Word for word, restate the records from their first line through the line with "In this exercise you will pick out the sky", both ends included; omit each picture.

[Opening Records for the task section]

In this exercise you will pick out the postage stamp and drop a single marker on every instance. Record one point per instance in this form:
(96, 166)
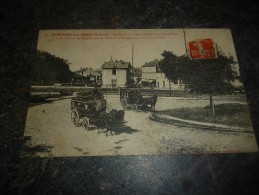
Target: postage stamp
(136, 92)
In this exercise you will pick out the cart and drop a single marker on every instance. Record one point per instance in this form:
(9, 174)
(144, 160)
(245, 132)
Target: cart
(88, 108)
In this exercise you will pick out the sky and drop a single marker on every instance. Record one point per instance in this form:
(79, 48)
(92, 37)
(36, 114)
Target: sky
(91, 48)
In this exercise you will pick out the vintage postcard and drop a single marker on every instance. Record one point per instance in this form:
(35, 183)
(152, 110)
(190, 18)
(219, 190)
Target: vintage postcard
(137, 92)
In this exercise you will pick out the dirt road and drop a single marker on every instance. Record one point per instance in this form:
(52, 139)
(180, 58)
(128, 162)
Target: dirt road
(49, 125)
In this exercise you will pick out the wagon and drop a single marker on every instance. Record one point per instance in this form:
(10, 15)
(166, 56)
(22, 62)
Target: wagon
(87, 108)
(132, 99)
(90, 108)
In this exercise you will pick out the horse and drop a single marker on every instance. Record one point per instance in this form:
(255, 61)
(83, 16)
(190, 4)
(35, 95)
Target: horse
(150, 101)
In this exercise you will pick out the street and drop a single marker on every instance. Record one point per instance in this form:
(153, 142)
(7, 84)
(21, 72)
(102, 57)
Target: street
(50, 125)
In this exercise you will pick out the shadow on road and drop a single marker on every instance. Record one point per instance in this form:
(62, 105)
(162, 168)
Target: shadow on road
(30, 150)
(125, 129)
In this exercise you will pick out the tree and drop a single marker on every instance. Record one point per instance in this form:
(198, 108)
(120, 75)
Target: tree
(49, 69)
(201, 76)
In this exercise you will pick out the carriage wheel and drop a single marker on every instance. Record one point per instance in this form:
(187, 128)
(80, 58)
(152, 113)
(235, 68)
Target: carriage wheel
(86, 123)
(75, 117)
(124, 103)
(135, 106)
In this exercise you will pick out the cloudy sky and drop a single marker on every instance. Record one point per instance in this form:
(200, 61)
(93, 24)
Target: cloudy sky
(91, 48)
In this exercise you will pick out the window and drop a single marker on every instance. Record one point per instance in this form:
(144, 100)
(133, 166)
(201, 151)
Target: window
(114, 71)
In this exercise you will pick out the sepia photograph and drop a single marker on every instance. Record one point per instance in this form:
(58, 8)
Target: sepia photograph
(137, 92)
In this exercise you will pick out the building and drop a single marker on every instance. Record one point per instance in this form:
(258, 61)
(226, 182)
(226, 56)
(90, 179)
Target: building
(116, 73)
(88, 77)
(152, 76)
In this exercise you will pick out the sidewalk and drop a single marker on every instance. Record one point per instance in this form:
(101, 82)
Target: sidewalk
(220, 127)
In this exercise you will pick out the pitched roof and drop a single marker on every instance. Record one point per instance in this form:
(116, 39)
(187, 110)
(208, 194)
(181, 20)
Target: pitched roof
(150, 64)
(116, 64)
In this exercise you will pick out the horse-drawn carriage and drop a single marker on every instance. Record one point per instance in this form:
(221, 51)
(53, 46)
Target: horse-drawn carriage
(132, 99)
(90, 108)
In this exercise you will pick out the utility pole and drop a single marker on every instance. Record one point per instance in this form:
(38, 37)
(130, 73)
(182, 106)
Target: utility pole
(170, 89)
(132, 61)
(185, 43)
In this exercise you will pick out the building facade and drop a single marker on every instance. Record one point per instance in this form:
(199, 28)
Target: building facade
(116, 74)
(152, 76)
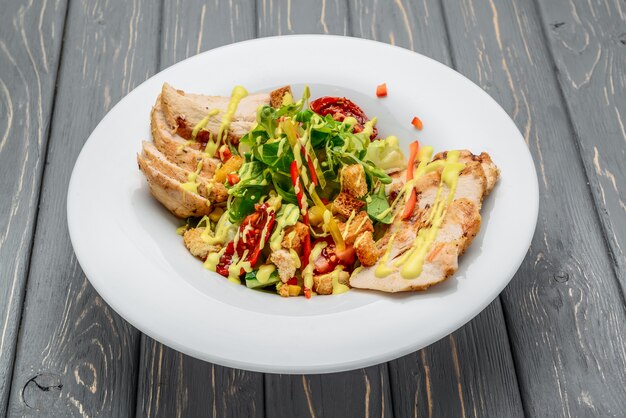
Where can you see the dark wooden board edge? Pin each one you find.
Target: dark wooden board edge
(75, 356)
(30, 45)
(563, 309)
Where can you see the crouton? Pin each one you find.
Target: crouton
(285, 263)
(344, 204)
(295, 236)
(323, 284)
(217, 193)
(276, 96)
(357, 226)
(196, 245)
(366, 250)
(353, 180)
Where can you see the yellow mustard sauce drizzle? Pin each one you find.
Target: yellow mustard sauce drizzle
(236, 96)
(237, 265)
(347, 225)
(307, 273)
(338, 288)
(213, 259)
(383, 270)
(289, 217)
(413, 260)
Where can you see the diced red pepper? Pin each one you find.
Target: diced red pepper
(410, 204)
(233, 178)
(417, 122)
(225, 153)
(311, 167)
(413, 148)
(381, 90)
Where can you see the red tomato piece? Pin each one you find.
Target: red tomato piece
(340, 108)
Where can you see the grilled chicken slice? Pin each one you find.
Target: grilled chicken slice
(185, 154)
(460, 225)
(171, 194)
(183, 111)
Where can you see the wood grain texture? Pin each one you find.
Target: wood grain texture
(362, 393)
(286, 17)
(356, 393)
(75, 356)
(171, 383)
(588, 43)
(564, 312)
(471, 372)
(30, 44)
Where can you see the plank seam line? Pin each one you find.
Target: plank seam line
(577, 141)
(44, 157)
(142, 337)
(511, 350)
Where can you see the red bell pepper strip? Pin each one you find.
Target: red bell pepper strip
(417, 122)
(233, 178)
(311, 167)
(381, 90)
(295, 180)
(306, 247)
(410, 204)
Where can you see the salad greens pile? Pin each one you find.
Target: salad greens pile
(327, 145)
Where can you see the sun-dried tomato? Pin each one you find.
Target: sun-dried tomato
(340, 108)
(251, 238)
(330, 258)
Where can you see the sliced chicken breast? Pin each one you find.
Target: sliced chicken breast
(183, 111)
(171, 194)
(460, 225)
(185, 154)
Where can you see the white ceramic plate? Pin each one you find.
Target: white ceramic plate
(127, 246)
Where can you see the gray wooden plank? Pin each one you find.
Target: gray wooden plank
(30, 44)
(471, 372)
(564, 311)
(278, 17)
(363, 392)
(356, 393)
(171, 383)
(75, 356)
(588, 44)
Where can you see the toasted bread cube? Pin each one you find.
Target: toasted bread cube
(358, 225)
(366, 250)
(276, 96)
(344, 204)
(285, 264)
(323, 284)
(353, 180)
(295, 236)
(196, 245)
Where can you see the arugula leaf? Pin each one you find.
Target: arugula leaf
(243, 204)
(377, 205)
(276, 154)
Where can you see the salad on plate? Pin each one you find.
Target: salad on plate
(302, 197)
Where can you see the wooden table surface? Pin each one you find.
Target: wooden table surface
(554, 342)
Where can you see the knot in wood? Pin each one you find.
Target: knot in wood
(42, 391)
(561, 277)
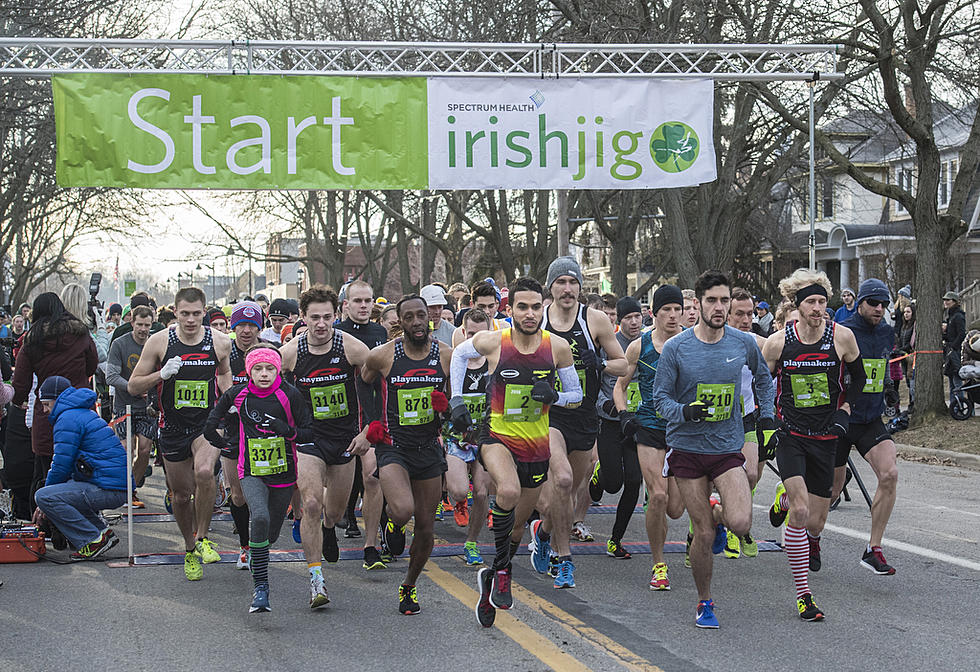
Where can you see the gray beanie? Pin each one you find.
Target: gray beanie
(563, 266)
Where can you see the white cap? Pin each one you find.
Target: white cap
(433, 295)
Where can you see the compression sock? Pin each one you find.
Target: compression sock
(798, 552)
(239, 514)
(260, 562)
(503, 526)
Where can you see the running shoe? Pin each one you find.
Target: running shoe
(331, 551)
(318, 593)
(500, 596)
(705, 615)
(808, 610)
(393, 538)
(486, 614)
(408, 600)
(260, 599)
(372, 559)
(472, 553)
(460, 514)
(204, 548)
(777, 515)
(814, 553)
(352, 531)
(658, 577)
(297, 534)
(540, 549)
(721, 536)
(192, 566)
(615, 549)
(733, 548)
(566, 575)
(875, 561)
(581, 532)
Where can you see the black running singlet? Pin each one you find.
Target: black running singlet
(327, 384)
(808, 387)
(188, 397)
(406, 394)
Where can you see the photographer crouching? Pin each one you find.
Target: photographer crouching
(88, 470)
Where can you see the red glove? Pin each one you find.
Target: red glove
(377, 434)
(439, 402)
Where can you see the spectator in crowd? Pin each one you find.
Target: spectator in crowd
(849, 307)
(57, 344)
(88, 470)
(954, 331)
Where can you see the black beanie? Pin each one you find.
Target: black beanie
(627, 306)
(667, 294)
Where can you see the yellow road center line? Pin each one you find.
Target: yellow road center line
(575, 626)
(540, 647)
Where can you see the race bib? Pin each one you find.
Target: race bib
(329, 401)
(518, 404)
(719, 398)
(267, 456)
(415, 406)
(633, 396)
(190, 394)
(476, 404)
(874, 369)
(810, 389)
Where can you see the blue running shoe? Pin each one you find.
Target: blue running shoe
(540, 550)
(721, 538)
(705, 615)
(566, 575)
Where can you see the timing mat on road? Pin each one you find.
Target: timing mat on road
(438, 551)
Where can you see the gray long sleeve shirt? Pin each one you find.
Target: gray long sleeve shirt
(690, 369)
(124, 353)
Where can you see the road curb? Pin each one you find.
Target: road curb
(962, 460)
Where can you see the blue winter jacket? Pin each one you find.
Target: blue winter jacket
(80, 435)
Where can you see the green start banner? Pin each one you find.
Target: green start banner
(271, 132)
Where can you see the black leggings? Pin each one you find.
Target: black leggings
(620, 468)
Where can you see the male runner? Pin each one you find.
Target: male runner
(619, 465)
(573, 433)
(246, 322)
(698, 377)
(187, 363)
(523, 362)
(322, 361)
(124, 353)
(411, 460)
(866, 432)
(358, 304)
(809, 357)
(649, 428)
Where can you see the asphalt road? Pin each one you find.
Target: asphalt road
(96, 615)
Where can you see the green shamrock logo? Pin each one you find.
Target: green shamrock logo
(674, 146)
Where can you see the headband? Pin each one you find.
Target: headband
(810, 290)
(263, 355)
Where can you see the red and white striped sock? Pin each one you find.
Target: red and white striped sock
(798, 552)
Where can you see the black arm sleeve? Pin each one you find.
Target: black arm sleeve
(858, 378)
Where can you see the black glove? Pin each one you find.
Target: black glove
(695, 411)
(840, 423)
(543, 392)
(768, 438)
(628, 424)
(459, 415)
(279, 427)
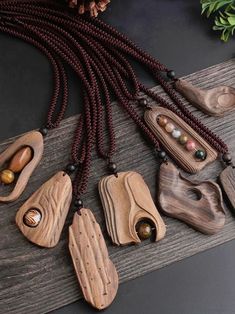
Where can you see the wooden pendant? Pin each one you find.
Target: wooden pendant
(178, 148)
(216, 101)
(41, 218)
(126, 201)
(34, 141)
(227, 180)
(199, 205)
(96, 273)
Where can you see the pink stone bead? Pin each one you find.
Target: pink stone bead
(190, 145)
(169, 127)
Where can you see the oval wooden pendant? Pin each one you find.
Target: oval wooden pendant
(200, 205)
(187, 147)
(126, 200)
(215, 101)
(34, 141)
(96, 273)
(41, 218)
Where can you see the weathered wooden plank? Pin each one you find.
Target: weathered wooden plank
(38, 280)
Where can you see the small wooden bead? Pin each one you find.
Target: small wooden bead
(7, 176)
(162, 121)
(176, 133)
(183, 139)
(144, 231)
(169, 127)
(21, 159)
(190, 145)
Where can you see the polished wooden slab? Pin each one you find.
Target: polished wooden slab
(36, 279)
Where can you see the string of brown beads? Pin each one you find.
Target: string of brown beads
(17, 164)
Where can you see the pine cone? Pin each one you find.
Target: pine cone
(89, 6)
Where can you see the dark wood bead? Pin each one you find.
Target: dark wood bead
(171, 74)
(144, 230)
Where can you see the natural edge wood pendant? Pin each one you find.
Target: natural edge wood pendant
(190, 160)
(199, 205)
(227, 180)
(96, 273)
(215, 101)
(126, 201)
(33, 141)
(41, 218)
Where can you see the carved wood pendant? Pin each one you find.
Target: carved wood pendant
(184, 145)
(34, 141)
(126, 201)
(227, 180)
(215, 101)
(204, 211)
(41, 218)
(96, 273)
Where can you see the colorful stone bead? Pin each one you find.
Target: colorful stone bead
(21, 159)
(7, 176)
(176, 133)
(162, 121)
(190, 145)
(32, 218)
(183, 139)
(169, 127)
(144, 231)
(200, 154)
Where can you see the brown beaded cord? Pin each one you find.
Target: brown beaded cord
(99, 55)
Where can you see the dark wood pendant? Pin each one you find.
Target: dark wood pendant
(95, 271)
(216, 101)
(127, 201)
(41, 218)
(24, 155)
(184, 145)
(227, 180)
(200, 205)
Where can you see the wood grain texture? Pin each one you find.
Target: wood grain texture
(34, 280)
(227, 180)
(215, 101)
(200, 205)
(126, 200)
(34, 140)
(96, 273)
(183, 157)
(52, 200)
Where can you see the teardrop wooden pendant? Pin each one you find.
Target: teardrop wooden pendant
(41, 218)
(180, 147)
(216, 101)
(126, 201)
(199, 205)
(96, 273)
(34, 142)
(227, 180)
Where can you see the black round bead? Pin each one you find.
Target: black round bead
(70, 168)
(171, 74)
(78, 203)
(227, 158)
(112, 167)
(43, 131)
(162, 154)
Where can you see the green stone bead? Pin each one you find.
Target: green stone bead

[Closing Records for the task section]

**Exercise response:**
In this exercise you will pick out the postage stamp and drop a single marker on every instance. Record one point per instance in this form:
(96, 166)
Target: postage stamp
(136, 92)
In this exercise you will pick out the cart and drop a single marker on every instance. Record one point per instance in this form:
(9, 174)
(144, 160)
(245, 132)
Target: cart
(88, 108)
In this exercise you will pick out the sky and drop a single marker on every instance. Record one point per instance in this form:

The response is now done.